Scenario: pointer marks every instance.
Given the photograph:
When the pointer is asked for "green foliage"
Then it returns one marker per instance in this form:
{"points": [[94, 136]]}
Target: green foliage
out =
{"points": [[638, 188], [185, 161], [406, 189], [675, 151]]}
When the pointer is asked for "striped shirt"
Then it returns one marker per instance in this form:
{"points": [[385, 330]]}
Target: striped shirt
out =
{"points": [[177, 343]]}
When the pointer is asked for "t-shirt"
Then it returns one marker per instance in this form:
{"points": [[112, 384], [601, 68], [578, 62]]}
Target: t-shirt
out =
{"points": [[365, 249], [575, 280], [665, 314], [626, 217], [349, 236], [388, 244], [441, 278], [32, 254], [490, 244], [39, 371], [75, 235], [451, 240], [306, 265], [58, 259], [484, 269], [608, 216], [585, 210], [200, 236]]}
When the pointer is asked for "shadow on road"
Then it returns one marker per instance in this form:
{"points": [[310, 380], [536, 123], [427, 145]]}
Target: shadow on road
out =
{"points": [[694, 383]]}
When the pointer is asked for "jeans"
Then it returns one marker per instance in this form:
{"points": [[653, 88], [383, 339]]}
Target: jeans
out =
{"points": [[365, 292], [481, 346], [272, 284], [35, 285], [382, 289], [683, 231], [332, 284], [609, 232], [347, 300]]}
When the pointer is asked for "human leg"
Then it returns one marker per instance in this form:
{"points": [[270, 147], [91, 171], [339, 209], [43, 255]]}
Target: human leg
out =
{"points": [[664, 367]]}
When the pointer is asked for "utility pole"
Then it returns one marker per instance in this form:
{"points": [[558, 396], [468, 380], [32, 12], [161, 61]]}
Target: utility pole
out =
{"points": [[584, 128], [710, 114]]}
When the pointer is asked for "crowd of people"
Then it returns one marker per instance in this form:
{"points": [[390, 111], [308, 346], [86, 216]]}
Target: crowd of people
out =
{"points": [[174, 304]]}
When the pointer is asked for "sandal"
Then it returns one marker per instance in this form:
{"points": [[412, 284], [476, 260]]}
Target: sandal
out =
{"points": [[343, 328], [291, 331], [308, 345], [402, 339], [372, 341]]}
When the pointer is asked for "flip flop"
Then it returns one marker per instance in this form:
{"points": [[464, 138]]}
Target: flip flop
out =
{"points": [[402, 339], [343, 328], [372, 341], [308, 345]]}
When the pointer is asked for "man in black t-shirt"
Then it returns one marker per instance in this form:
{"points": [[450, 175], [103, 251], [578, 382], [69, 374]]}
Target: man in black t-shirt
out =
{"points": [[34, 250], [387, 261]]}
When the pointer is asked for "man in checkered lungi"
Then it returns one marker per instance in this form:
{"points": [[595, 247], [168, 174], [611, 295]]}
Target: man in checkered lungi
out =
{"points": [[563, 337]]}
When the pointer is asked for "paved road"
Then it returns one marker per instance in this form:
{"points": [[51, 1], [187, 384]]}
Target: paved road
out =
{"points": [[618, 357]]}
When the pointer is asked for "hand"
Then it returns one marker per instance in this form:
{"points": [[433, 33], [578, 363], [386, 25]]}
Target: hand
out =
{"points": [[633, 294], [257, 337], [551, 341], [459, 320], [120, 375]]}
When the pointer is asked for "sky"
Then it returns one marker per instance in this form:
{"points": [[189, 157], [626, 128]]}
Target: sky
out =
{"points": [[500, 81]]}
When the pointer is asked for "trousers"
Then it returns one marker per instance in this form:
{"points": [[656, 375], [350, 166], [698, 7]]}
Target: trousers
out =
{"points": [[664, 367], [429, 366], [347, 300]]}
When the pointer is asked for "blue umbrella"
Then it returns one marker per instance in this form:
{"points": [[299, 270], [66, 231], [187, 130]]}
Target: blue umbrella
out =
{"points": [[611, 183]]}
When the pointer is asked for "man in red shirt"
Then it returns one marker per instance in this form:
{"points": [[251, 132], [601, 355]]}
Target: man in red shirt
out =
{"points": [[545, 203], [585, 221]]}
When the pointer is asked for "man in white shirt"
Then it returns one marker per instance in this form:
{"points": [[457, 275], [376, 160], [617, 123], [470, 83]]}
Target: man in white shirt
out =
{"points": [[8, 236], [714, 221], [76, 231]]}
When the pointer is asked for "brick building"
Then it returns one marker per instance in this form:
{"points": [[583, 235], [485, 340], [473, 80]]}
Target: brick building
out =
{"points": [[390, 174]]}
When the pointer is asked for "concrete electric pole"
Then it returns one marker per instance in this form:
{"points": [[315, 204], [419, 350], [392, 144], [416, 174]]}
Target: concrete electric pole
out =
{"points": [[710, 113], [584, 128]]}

···

To do.
Extract the full listing and reproduce each line exactly.

Expected answer.
Scenario: pointer marks every instance.
Given the photograph:
When the pointer is asked for "green foliage"
Then it returns one marker per instance in this form:
{"points": [[94, 136]]}
Target: green foliage
out =
{"points": [[638, 188], [185, 161], [406, 189], [675, 151]]}
When the pointer is asked for "striped shirt"
Then it returns one marker per instance in this form:
{"points": [[385, 330]]}
Target: striped shirt
out =
{"points": [[177, 343]]}
When the pointer is asked for "t-shirt"
Then it returns one marker per instance in this form:
{"points": [[112, 384], [601, 68], [578, 62]]}
Target: t-shirt
out =
{"points": [[365, 249], [575, 280], [665, 314], [626, 217], [349, 236], [388, 244], [441, 278], [32, 254], [490, 244], [39, 371], [75, 235], [451, 240], [306, 265], [58, 259], [484, 269], [608, 216], [585, 210], [200, 236]]}
When the pointer is asked for "shadow on road"
Then it returns one marker per instance in this form:
{"points": [[310, 380], [536, 123], [427, 145]]}
Target: shadow on road
out =
{"points": [[694, 383]]}
When the pointer is asked for "jeans"
Then it returns one marker per instance in this form:
{"points": [[653, 88], [383, 339]]}
Target: jeans
out =
{"points": [[365, 292], [481, 346], [272, 284], [35, 285], [382, 289], [683, 231], [332, 284], [609, 232], [347, 300]]}
When the pointer is asked for "human leg"
Then it returns one marker per instance in this form:
{"points": [[270, 147], [91, 171], [339, 209], [43, 255]]}
Target: human leg
out =
{"points": [[664, 367]]}
When the pointer is asked for "utility pole"
Then it returns one marker per instance in this form:
{"points": [[558, 396], [468, 380], [32, 12], [161, 61]]}
Target: utility pole
out =
{"points": [[584, 128], [710, 114]]}
When the pointer is asked for "crowd of people"
Then it returns one marker per instance in this form:
{"points": [[390, 111], [308, 346], [86, 216]]}
Target: crowd of people
out =
{"points": [[174, 304]]}
When the pointer is asked for "sandal"
Then it returns one marker per instance in this form:
{"points": [[412, 284], [476, 260]]}
Target: sandal
out =
{"points": [[343, 328], [291, 331], [308, 345], [402, 339], [372, 341]]}
When the pointer is asked for "flip flop"
Then it returns one marker per instance in this form:
{"points": [[464, 138]]}
Target: flip flop
out =
{"points": [[402, 339], [343, 328], [372, 341], [308, 345]]}
When the pointer is asked for "man in black t-shirt"
Then it returns one marker per instance in this form:
{"points": [[450, 175], [103, 251], [578, 382], [69, 374]]}
Target: man in black t-shirt
out =
{"points": [[34, 250], [387, 261]]}
When the pointer is asked for "man in checkered lungi"
Then it returns one marker per instance in this form:
{"points": [[595, 247], [168, 174], [611, 295]]}
Target: man in checkered lungi
out =
{"points": [[563, 337]]}
When the pointer is asked for "paved road"
Then it returns one marker per instance in this form:
{"points": [[51, 1], [187, 384]]}
Target: paved road
out =
{"points": [[618, 357]]}
When the pointer is asked for "hand"
Then it returns one marker per instance in this form:
{"points": [[433, 33], [578, 363], [386, 25]]}
Target: hand
out =
{"points": [[633, 294], [257, 337], [551, 341], [459, 320], [120, 375]]}
When the pointer is asked for "sky"
Then it returns one marker per instance in this form:
{"points": [[189, 157], [626, 128]]}
Target: sky
out =
{"points": [[500, 81]]}
When the pointer is asked for "trousers"
Then it returns one marker per instance in this form:
{"points": [[656, 375], [350, 166], [698, 7]]}
Target: trousers
out =
{"points": [[664, 367], [429, 366], [347, 300]]}
When the pointer is asked for "blue umbrella"
Then it returns one marker per instance in this form:
{"points": [[299, 270], [66, 231], [187, 130]]}
Target: blue umbrella
out =
{"points": [[611, 183]]}
When the pointer is asked for "man in red shirt"
Then it returns one marker per instance in this form:
{"points": [[251, 132], [601, 355]]}
Target: man in red shirt
out =
{"points": [[545, 203], [585, 221]]}
When the pointer is asked for "man in white shirt"
Then it returns one marker per instance in this form:
{"points": [[457, 275], [376, 160], [617, 123], [470, 83]]}
Target: man in white shirt
out =
{"points": [[8, 236], [714, 221], [76, 231]]}
When the pointer is asked for "brick building"
Then it returns one marker per instance in this form:
{"points": [[583, 235], [485, 340], [473, 80]]}
Target: brick building
out =
{"points": [[390, 174]]}
When the pointer is asked for "concrete electric pole"
Then it returns one marker per instance in this form:
{"points": [[315, 204], [419, 350], [392, 144], [416, 174]]}
Target: concrete electric pole
out =
{"points": [[710, 113], [584, 128]]}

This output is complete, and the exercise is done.